Content starts

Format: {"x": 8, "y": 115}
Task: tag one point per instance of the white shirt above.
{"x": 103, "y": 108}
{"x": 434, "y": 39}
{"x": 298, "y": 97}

Content ends

• [Task]:
Copy out the entire listing above exactly.

• [Task response]:
Format: {"x": 8, "y": 115}
Task: tag one point per instance of the white shirt above.
{"x": 103, "y": 108}
{"x": 434, "y": 39}
{"x": 298, "y": 97}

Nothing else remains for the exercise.